▸ **Фрагмент текста**
◆ ◆ ◆ ◆

128. Дни ясные и дни пасмурные

Неруда боец по натуре. В то время не было среди писателей человека, столь озабоченного проблемами нелитературными, столь встревоженного судьбами мира. Поэт сражается за мир и за поэзию.

В последнем номере «Эрсильи» за 1953 год появляется его отповедь на книгу Леопольдо Панеро «Личная песнь», от начала до конца направленную против Неруды, как по названию, так и по существу. В сентябре 1954 года Неруда присылает из Исла-Негра открытое приветственное письмо «Добро пожаловать, Габриэла Мистраль!». Она впервые за долгие годы проездом посетила Чили.

В ноябре 1955 года на похоронах отца чилийского креолизма Мариано Латорре{142} Неруда произносит импровизированную речь.

◆ ◆ ◆ ◆

▸ **Условие задания**
Продолжите фрагмент о Неруде, начав сразу после его последнего предложения.

▸ **Предоставленные материалы**

◆ ◆ ◆ ◆

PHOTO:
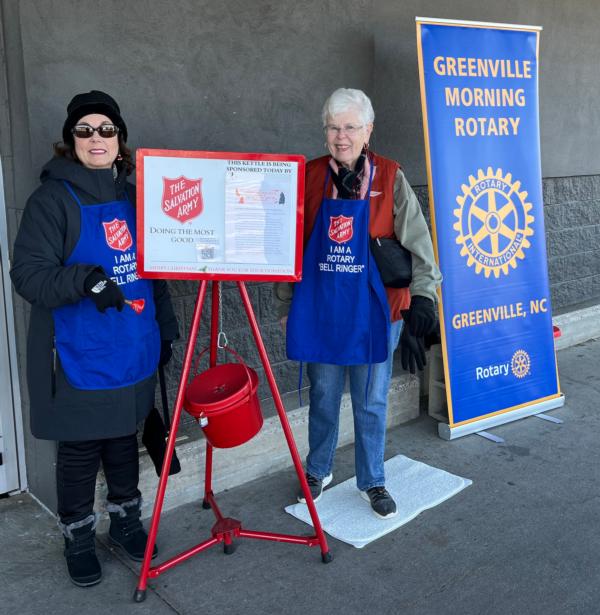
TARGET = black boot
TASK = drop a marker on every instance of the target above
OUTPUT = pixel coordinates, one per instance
(80, 551)
(126, 529)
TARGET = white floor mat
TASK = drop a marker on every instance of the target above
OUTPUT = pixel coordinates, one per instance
(414, 485)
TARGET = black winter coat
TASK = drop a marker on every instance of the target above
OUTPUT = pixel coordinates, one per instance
(47, 235)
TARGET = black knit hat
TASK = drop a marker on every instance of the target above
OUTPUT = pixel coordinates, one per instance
(92, 102)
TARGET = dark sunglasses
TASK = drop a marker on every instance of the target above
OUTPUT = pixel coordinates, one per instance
(106, 131)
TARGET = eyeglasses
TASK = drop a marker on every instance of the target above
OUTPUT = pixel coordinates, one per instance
(349, 129)
(85, 131)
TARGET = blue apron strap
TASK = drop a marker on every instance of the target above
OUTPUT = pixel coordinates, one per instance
(326, 183)
(368, 195)
(70, 189)
(300, 386)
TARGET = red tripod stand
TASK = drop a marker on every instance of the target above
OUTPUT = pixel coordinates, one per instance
(226, 529)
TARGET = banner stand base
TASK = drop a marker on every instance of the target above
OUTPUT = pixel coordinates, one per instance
(446, 432)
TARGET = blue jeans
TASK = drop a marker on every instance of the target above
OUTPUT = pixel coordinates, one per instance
(327, 385)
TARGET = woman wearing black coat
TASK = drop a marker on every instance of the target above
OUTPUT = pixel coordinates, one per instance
(91, 359)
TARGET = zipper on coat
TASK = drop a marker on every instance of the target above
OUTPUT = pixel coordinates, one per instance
(53, 366)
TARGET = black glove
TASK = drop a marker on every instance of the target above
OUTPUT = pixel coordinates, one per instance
(412, 350)
(103, 291)
(166, 352)
(421, 316)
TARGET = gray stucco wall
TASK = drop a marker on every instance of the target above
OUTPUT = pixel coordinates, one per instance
(238, 75)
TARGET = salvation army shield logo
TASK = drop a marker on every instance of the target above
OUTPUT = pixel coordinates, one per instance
(340, 228)
(182, 198)
(117, 235)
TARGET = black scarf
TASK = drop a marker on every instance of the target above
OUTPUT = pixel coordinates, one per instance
(348, 182)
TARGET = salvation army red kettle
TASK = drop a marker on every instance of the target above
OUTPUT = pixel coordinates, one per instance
(224, 399)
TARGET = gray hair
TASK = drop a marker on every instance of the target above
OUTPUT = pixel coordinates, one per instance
(345, 99)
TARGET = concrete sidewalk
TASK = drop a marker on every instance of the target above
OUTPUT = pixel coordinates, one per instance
(523, 539)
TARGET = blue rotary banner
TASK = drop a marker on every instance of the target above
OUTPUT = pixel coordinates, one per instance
(479, 90)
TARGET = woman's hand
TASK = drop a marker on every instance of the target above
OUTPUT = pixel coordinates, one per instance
(103, 291)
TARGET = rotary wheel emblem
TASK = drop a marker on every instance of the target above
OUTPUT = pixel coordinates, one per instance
(493, 222)
(520, 364)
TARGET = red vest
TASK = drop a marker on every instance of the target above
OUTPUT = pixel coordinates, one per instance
(381, 211)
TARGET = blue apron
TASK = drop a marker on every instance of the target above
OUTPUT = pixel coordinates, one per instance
(114, 349)
(339, 312)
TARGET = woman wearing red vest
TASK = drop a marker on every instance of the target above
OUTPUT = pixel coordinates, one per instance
(342, 320)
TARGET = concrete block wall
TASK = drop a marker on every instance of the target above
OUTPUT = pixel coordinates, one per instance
(572, 214)
(572, 221)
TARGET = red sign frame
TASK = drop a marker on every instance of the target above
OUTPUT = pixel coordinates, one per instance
(140, 216)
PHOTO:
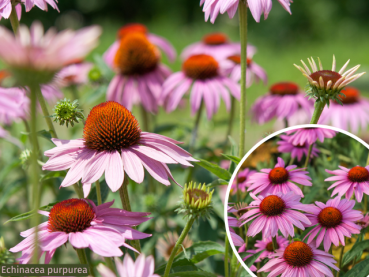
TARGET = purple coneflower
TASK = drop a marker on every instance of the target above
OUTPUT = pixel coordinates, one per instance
(83, 224)
(254, 72)
(309, 135)
(279, 179)
(282, 102)
(296, 151)
(142, 267)
(201, 75)
(300, 259)
(349, 181)
(113, 143)
(30, 50)
(353, 114)
(216, 44)
(334, 221)
(275, 212)
(364, 222)
(266, 245)
(139, 73)
(257, 7)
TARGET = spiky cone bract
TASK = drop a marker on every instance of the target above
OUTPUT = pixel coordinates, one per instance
(196, 201)
(67, 112)
(326, 85)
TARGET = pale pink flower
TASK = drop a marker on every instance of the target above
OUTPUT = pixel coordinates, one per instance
(139, 72)
(350, 181)
(296, 151)
(352, 115)
(6, 9)
(142, 267)
(282, 101)
(309, 135)
(83, 224)
(333, 221)
(113, 143)
(273, 213)
(215, 44)
(49, 52)
(257, 7)
(279, 179)
(202, 77)
(300, 259)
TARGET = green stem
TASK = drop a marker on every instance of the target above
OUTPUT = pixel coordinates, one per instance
(318, 109)
(231, 119)
(45, 111)
(242, 11)
(36, 189)
(145, 119)
(98, 192)
(14, 20)
(234, 267)
(124, 198)
(226, 259)
(193, 139)
(275, 245)
(180, 240)
(83, 259)
(340, 259)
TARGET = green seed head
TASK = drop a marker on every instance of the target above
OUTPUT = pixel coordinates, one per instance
(67, 112)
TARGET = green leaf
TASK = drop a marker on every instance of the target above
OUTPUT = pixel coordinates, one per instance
(104, 192)
(356, 250)
(359, 270)
(178, 266)
(29, 214)
(250, 261)
(234, 159)
(199, 251)
(53, 174)
(193, 274)
(215, 169)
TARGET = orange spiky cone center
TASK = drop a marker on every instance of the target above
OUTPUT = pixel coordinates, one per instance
(136, 55)
(70, 216)
(278, 175)
(298, 254)
(327, 75)
(330, 217)
(272, 205)
(110, 126)
(358, 174)
(200, 67)
(352, 95)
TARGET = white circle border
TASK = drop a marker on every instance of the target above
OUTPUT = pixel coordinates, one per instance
(249, 153)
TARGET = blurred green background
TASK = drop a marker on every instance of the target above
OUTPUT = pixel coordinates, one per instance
(315, 28)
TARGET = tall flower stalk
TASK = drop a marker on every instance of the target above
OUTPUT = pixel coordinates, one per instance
(242, 11)
(196, 203)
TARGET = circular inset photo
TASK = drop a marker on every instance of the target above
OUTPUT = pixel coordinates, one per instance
(297, 205)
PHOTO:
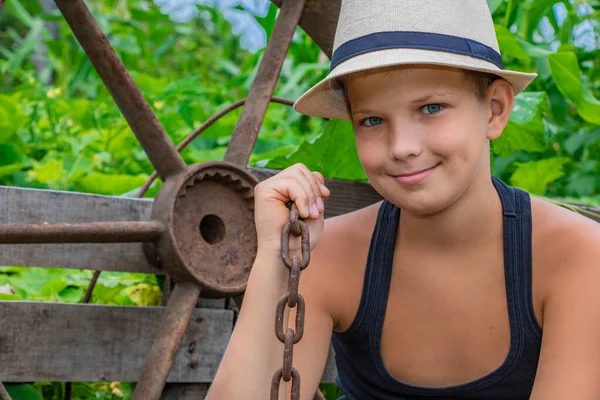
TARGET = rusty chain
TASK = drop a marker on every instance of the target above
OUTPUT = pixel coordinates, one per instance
(292, 298)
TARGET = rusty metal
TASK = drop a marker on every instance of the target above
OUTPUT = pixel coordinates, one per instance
(292, 299)
(167, 341)
(246, 130)
(129, 99)
(91, 286)
(204, 127)
(277, 380)
(3, 393)
(210, 237)
(279, 318)
(92, 232)
(319, 19)
(285, 244)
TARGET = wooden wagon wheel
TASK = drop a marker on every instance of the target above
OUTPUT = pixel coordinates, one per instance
(202, 219)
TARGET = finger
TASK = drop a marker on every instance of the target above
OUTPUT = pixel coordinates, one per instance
(325, 192)
(319, 176)
(318, 206)
(304, 180)
(294, 189)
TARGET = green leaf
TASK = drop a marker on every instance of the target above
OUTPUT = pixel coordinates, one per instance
(509, 44)
(11, 118)
(7, 170)
(51, 171)
(535, 176)
(333, 153)
(10, 154)
(567, 75)
(110, 184)
(525, 128)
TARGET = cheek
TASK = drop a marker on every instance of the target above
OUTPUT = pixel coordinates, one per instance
(368, 153)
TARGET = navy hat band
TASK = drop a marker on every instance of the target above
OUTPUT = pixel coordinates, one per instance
(415, 40)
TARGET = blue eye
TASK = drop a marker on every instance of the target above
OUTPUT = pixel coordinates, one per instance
(431, 109)
(372, 121)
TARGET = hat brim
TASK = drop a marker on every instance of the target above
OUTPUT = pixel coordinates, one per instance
(326, 101)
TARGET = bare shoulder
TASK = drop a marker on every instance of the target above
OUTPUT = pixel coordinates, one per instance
(337, 266)
(565, 242)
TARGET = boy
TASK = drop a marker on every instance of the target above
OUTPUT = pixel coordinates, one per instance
(443, 290)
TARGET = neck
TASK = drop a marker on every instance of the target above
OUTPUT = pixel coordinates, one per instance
(473, 220)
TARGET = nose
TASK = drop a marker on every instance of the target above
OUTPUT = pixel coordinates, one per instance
(404, 142)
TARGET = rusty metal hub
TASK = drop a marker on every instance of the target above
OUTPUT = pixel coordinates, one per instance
(209, 236)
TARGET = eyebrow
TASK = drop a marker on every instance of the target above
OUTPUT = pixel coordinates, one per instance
(429, 96)
(363, 111)
(416, 101)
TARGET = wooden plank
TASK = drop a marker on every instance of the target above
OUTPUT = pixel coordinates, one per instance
(87, 343)
(30, 206)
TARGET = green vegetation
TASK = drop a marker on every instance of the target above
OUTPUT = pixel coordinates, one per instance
(60, 130)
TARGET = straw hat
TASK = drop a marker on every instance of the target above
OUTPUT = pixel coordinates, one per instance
(381, 33)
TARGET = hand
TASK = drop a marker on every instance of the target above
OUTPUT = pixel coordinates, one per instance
(297, 183)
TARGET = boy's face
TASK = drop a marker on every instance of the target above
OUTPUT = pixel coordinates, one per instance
(412, 119)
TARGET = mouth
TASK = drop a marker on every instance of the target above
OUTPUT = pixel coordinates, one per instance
(412, 178)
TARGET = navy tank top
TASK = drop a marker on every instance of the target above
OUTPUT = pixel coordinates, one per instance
(362, 373)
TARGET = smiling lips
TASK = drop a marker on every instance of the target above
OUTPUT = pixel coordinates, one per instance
(414, 177)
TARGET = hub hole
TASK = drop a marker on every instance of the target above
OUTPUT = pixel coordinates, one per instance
(212, 229)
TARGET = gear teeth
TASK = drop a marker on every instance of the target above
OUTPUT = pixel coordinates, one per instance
(231, 180)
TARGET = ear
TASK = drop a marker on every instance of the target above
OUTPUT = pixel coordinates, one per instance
(500, 100)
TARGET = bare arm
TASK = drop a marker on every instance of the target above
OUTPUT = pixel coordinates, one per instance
(569, 363)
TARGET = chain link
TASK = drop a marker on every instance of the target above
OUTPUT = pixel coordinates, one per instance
(292, 299)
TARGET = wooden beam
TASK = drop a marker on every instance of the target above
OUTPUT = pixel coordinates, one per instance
(30, 206)
(86, 343)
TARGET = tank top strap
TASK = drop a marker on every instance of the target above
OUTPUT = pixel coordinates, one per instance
(378, 269)
(516, 206)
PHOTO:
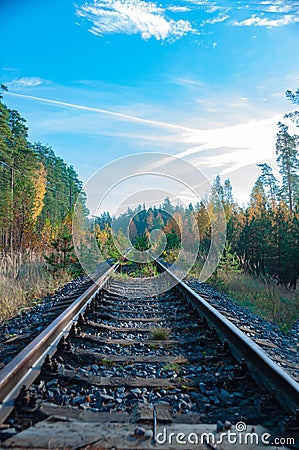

◆ ◆ ◆ ◆

▸ **Ответ на задание**
При первой возможности он сбегает в Исла-Негра, но и там его настигает грохот городских событий. «Валентин, невидимый и неуловимый дурачина, почему не приезжаешь к морю? Нам надо поговорить», — пишет он мне 17 января 1957 года. Упоминает о «подлых и непристойных» намеках некоего критика — Неруда не намерен сносить их, он перейдет в наступление. «Разумеется, я воспользуюсь своим оружием — одами, я задам всем им жару, достанет на несколько лет. Хватит отсиживаться в укрытии! Ты еще увидишь, как они захлебнутся собственным ядом».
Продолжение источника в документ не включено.